▶ **Short task**
Type the records out again in full, exactly.

▶ **Point labeling examples**
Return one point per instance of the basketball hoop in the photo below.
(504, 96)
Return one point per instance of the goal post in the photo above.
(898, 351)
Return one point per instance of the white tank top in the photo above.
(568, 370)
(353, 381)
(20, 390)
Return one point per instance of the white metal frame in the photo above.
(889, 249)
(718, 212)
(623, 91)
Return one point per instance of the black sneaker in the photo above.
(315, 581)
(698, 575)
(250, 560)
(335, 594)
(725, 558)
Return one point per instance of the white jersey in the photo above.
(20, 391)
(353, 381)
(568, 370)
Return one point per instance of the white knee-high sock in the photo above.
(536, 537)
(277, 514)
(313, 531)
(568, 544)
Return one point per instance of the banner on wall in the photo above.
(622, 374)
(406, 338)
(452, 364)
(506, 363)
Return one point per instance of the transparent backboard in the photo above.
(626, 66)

▶ **Complete answer**
Return one point per instance of the basketball hoop in the photo below.
(504, 96)
Return one point per instance of the goal post in the photo above.
(898, 351)
Return one point per instance of the white tank top in the photo above.
(568, 370)
(353, 381)
(20, 390)
Return one point per instance of the white metal frame in the photo above.
(889, 249)
(718, 212)
(623, 91)
Return one point per instance of the black sneaker in the photo above.
(315, 581)
(698, 575)
(250, 560)
(335, 594)
(725, 558)
Return one point per instance of the white jersey in the photo above.
(20, 391)
(353, 381)
(568, 370)
Return one point per instance of the white knee-high sock in the photo above.
(536, 537)
(277, 514)
(313, 531)
(568, 544)
Return one point per instance of the banner on wall in the photo above.
(622, 374)
(406, 338)
(452, 364)
(506, 363)
Return one point per instance of the transparent backboard in the photo above.
(626, 66)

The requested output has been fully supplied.